## Excerpted records
------------------------------------------------------------

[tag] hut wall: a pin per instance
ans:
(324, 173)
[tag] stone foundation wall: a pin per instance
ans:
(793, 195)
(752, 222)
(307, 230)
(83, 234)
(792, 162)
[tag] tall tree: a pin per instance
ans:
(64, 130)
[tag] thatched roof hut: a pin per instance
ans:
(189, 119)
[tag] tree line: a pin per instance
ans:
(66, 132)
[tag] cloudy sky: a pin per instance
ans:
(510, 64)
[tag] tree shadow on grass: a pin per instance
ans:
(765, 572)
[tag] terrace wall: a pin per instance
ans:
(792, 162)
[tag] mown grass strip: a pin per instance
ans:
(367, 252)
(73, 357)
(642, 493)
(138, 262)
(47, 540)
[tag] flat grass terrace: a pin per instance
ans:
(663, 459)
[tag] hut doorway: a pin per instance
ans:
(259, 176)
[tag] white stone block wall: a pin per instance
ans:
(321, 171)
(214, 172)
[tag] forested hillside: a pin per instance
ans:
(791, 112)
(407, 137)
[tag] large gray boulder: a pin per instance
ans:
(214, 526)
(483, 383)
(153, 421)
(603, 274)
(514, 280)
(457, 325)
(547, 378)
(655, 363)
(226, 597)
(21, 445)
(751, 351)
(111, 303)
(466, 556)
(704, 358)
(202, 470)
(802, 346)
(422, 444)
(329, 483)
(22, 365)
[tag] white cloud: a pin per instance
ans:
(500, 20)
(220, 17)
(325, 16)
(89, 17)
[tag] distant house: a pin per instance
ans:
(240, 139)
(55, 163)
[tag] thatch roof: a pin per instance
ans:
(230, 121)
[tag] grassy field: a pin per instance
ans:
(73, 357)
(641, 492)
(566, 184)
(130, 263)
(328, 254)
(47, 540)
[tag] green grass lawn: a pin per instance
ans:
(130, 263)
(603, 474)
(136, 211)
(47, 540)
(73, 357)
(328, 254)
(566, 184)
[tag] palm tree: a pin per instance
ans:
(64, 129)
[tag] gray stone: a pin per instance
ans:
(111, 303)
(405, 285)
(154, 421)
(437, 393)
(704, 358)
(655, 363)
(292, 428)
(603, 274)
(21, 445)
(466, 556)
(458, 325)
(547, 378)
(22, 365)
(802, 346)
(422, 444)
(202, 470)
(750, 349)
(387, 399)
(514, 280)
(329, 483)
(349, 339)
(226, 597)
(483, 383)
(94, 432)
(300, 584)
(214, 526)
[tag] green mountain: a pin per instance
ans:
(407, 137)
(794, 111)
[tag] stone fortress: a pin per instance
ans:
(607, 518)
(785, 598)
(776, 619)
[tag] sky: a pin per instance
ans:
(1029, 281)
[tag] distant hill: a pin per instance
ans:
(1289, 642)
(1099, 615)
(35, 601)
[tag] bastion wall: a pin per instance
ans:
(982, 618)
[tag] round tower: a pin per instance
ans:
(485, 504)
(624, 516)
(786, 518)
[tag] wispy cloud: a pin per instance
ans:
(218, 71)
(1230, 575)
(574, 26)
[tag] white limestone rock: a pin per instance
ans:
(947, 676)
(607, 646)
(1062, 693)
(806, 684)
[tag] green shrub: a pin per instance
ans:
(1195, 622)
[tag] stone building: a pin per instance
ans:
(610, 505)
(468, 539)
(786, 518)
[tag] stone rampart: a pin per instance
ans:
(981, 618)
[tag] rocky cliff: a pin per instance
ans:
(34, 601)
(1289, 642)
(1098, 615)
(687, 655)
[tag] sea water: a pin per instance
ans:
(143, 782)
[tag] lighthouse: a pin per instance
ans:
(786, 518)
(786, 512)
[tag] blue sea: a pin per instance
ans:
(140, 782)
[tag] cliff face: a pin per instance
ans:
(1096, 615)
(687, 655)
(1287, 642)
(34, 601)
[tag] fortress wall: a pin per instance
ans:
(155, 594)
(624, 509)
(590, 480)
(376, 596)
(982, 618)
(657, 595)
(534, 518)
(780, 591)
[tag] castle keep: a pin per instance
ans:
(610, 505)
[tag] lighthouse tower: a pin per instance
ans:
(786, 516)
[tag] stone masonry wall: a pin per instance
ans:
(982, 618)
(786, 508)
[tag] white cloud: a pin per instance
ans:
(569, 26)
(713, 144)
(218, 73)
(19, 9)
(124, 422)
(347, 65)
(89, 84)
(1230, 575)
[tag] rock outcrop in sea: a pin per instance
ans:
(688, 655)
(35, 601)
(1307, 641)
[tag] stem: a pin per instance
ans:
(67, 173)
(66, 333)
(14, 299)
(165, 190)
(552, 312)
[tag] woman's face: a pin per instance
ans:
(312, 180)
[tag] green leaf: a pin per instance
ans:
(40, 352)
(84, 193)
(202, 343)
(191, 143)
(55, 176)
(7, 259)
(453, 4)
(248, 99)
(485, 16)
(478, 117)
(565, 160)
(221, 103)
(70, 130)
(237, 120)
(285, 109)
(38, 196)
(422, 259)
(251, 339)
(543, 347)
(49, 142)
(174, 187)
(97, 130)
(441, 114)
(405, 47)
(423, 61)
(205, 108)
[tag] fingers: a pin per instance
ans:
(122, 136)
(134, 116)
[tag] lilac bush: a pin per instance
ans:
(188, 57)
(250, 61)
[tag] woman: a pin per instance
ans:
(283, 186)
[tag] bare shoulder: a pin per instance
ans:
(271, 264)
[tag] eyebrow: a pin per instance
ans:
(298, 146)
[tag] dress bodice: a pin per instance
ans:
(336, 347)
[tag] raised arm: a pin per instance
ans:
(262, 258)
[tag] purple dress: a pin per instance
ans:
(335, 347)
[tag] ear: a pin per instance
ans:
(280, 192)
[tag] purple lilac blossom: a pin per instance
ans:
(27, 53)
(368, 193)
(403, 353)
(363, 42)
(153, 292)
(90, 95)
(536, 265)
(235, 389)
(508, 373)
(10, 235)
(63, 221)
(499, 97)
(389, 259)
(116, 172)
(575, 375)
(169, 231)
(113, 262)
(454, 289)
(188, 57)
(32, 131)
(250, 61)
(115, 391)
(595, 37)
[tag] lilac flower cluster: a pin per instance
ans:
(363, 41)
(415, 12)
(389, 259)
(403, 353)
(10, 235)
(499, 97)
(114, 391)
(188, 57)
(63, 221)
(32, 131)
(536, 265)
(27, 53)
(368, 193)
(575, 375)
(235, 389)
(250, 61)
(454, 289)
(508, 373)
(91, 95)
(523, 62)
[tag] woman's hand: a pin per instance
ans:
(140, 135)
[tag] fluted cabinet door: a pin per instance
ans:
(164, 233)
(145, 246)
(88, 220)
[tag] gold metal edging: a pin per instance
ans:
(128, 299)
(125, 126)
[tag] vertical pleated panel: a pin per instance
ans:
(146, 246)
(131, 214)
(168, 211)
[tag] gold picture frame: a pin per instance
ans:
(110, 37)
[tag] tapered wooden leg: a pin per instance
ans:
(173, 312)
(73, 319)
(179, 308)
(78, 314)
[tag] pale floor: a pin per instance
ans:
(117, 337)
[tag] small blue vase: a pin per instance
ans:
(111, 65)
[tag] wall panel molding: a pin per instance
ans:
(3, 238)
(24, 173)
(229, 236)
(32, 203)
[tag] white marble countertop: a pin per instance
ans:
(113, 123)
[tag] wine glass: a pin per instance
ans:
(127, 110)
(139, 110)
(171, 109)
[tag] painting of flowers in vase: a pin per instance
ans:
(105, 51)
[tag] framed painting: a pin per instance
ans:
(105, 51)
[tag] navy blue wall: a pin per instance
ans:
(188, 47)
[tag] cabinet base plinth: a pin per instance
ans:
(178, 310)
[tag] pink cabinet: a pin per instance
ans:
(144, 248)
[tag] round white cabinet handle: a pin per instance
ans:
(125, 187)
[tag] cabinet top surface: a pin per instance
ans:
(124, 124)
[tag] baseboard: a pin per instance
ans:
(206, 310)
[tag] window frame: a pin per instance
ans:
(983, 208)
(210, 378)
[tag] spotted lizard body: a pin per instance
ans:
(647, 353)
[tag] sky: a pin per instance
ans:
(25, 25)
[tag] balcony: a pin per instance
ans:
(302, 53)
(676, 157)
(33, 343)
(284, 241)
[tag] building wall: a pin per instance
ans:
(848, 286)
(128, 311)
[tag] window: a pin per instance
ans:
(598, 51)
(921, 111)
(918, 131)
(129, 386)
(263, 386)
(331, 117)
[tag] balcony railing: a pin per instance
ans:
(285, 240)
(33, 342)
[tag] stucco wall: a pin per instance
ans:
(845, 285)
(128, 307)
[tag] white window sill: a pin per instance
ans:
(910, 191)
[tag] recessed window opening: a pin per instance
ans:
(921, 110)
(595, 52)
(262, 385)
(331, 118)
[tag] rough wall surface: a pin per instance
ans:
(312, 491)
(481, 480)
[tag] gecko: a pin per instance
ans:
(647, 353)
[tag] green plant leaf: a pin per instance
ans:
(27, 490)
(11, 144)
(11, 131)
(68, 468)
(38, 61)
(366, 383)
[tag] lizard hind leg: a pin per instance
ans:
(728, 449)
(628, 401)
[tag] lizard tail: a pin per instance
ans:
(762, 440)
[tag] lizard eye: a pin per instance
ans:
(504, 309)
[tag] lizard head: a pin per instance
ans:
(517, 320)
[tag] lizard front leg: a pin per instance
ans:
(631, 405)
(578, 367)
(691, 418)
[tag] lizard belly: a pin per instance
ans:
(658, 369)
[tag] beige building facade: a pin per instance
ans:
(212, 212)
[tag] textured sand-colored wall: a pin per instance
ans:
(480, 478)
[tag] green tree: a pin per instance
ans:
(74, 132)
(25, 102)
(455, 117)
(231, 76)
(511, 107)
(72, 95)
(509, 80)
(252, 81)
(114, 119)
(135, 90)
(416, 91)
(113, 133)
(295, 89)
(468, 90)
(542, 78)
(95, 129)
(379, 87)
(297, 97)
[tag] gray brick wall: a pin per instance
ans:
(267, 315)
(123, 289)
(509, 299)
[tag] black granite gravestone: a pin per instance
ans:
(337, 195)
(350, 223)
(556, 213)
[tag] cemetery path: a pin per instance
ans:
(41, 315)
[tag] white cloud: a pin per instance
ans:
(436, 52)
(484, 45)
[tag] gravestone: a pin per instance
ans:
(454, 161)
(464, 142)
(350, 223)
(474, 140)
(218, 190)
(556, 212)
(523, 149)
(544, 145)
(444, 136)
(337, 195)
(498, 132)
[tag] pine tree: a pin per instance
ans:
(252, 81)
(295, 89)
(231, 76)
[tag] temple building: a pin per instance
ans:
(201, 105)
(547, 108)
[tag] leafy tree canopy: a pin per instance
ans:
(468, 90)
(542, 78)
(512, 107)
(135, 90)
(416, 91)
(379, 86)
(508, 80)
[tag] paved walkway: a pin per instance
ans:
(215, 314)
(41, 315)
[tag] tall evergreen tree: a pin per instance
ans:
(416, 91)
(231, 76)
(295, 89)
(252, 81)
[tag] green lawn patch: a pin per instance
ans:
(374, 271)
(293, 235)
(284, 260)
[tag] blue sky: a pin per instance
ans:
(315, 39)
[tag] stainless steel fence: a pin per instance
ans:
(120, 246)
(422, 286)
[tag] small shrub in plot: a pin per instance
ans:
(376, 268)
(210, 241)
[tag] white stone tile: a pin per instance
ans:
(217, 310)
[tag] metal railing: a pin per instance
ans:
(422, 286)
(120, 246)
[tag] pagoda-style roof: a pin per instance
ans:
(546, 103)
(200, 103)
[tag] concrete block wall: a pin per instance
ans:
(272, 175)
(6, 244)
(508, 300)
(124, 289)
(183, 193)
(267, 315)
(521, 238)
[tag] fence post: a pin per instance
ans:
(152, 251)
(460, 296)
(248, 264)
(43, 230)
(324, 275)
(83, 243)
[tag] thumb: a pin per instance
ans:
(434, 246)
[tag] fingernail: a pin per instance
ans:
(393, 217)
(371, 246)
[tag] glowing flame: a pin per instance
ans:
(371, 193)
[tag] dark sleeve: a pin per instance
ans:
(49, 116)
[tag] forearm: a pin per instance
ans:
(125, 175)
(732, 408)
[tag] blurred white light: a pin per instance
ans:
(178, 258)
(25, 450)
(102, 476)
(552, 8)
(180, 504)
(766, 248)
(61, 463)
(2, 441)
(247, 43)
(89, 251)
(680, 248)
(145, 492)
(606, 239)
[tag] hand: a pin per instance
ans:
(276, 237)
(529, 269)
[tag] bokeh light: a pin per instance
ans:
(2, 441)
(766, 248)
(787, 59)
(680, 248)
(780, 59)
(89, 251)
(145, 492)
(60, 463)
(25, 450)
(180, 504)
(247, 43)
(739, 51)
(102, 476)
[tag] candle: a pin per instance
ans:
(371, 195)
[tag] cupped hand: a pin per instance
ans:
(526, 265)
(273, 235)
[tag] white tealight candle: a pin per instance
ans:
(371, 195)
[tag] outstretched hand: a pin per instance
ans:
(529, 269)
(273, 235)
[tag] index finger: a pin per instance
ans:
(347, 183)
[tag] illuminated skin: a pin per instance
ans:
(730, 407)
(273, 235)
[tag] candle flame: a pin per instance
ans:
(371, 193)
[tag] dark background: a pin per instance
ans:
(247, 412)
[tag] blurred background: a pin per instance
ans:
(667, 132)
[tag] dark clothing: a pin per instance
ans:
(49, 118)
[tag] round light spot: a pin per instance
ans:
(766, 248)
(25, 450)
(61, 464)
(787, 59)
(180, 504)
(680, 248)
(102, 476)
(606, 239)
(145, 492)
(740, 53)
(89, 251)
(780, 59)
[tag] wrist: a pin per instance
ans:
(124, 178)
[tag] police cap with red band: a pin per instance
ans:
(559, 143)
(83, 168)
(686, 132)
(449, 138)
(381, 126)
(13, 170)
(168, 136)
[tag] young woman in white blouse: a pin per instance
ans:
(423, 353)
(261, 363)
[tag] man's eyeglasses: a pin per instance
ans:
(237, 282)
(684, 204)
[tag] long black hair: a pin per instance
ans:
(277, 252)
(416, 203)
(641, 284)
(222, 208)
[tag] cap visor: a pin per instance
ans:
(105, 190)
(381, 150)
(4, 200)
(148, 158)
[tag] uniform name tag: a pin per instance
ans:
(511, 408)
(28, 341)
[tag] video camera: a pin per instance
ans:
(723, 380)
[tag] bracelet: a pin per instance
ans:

------------------------------------------------------------

## Task details
Using the entries above, extract exactly the span from the line with "[tag] dark background: a pin per instance" to the line with "[tag] young woman", both lines included; leave out everything else.

## Exercise solution
[tag] dark background: a pin per instance
ans:
(247, 412)
[tag] blurred background: a pin per instance
ans:
(667, 132)
[tag] dark clothing: a pin per instance
ans:
(49, 118)
[tag] round light spot: a pin per instance
ans:
(766, 248)
(25, 450)
(61, 464)
(787, 59)
(180, 504)
(680, 248)
(102, 476)
(606, 239)
(145, 492)
(740, 53)
(89, 251)
(780, 59)
[tag] wrist: a pin per instance
ans:
(124, 178)
[tag] police cap with red band: a pin per instance
ans:
(559, 143)
(83, 168)
(686, 132)
(449, 138)
(381, 126)
(13, 170)
(168, 136)
[tag] young woman in white blouse: a pin per instance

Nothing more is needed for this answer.